Document segment:
◇ ◇ ◇ ◇ ◇
Getting pirate radio broadcasters off the air has been a pet peeve of FCC Commissioner Michael O’Rielly for a very long time. At Radio Ink’s Hispanic Radio Conference in Fort Lauderdale, O’Rielly’s tune didn’t change on the issue. In fact, he said it’s still a huge problem in South Florida and has a disproportionate impact on the Hispanic radio community. But he went even further.
O’Rielly said the FCC’s failure to properly address pirate radio stations highlights a deficiency in the Commission’s enforcement tools and undermines its overall credibility. “Today, these squatters are infecting the radio band at the expense of listeners of legitimate radio stations, causing great harm to emergency preparedness within covered areas and undercutting the financial stability of licensed radio stations, your stations.”
◇ ◇ ◇ ◇ ◇
Raw data:
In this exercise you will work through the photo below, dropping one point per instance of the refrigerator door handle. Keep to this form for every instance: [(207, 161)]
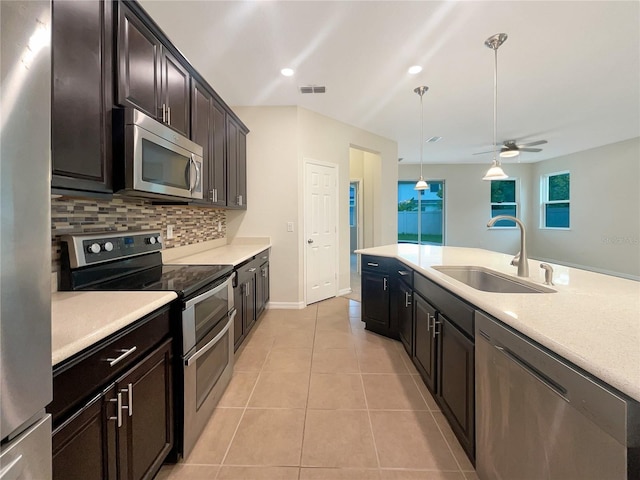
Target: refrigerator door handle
◇ ◇ ◇ ◇ ◇
Directions:
1) List every harm that O'Rielly's quoted statement in the pirate radio text says the squatters cause.
2) Write the next part of the text about O'Rielly and pirate radio, picking up after its final sentence.

Task-by-task answers:
1)
- Infecting the radio band at the expense of listeners of legitimate radio stations
- Causing great harm to emergency preparedness within covered areas
- Undercutting the financial stability of licensed radio stations

2)
O’Rielly asked the audience to give him help on the issue. He wants assistance batting down the notion that these illegal broadcasters are somehow a training ground for those seeking to get into radio. Or that these stations bring a unique service to primarily minority communities, and therefore should be left alone.
O’Rielly did more than just speak when he was in the sunshine state. He went to the Miami field office to “ring the figurative fire alarm on overall efforts to combat pirate radio stations.” He said it was a very positive meeting but put the office on notice that he expects to see this situation addressed quickly and sufficiently.